[Source data]
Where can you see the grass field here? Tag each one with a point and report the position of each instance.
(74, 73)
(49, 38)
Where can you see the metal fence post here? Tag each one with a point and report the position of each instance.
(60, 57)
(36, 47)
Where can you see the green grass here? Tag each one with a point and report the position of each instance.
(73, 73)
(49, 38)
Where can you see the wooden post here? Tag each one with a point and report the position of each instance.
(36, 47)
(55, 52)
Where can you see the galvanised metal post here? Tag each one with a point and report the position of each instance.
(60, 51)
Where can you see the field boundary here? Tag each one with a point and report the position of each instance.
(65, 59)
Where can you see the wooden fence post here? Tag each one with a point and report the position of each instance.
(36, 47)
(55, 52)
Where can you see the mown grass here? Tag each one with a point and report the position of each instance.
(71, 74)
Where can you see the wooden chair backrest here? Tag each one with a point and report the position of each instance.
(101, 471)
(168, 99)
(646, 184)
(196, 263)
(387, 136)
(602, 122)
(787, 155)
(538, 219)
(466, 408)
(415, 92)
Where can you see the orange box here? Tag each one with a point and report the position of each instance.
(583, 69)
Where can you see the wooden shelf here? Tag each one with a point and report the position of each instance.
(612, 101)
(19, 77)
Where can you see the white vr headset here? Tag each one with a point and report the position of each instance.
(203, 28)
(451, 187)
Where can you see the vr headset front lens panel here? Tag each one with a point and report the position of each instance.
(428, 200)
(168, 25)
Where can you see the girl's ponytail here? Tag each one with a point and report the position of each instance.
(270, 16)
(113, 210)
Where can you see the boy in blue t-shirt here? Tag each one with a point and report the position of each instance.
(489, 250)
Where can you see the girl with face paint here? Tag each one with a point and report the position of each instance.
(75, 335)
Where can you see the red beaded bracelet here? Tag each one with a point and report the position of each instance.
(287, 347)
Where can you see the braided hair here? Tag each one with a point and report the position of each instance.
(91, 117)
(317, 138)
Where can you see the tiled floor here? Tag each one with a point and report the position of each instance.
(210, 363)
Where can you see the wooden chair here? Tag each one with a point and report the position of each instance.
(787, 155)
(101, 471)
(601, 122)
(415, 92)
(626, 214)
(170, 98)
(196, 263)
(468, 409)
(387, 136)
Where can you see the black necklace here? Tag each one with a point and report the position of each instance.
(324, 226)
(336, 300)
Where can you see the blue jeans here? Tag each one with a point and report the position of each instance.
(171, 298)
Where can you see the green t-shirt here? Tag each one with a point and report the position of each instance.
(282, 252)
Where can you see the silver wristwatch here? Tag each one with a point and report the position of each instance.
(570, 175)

* * *

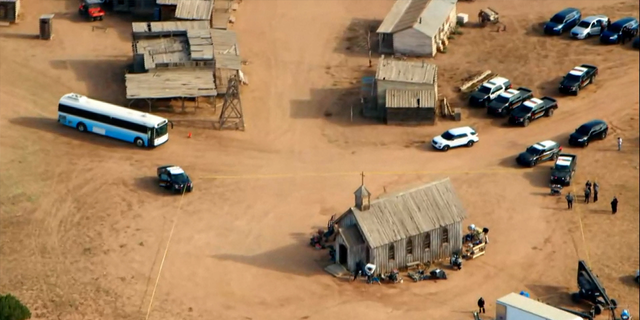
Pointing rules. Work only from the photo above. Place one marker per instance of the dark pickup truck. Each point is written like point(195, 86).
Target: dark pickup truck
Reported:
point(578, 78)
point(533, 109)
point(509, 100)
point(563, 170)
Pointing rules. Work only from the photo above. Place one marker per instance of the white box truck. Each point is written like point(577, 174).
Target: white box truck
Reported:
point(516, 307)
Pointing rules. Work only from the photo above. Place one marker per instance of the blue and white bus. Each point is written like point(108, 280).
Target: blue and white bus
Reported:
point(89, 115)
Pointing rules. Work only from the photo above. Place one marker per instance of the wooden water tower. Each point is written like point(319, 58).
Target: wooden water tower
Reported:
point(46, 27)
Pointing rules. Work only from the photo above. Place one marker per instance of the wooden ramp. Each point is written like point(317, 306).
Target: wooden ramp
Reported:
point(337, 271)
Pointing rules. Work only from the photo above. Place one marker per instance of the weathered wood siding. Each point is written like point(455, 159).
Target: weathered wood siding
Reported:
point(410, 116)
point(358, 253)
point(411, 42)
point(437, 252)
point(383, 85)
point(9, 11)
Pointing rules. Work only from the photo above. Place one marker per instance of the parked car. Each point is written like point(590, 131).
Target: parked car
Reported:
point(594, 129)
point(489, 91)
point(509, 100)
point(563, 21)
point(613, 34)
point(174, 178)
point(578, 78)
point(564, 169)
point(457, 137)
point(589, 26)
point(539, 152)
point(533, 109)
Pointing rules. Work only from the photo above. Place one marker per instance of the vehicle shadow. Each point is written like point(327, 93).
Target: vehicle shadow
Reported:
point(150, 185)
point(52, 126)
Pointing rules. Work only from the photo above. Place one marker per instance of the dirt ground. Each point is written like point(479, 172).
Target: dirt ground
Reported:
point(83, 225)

**Assignment**
Count the lines of these entries that hold the string "water", and give only that number.

**Problem solution**
2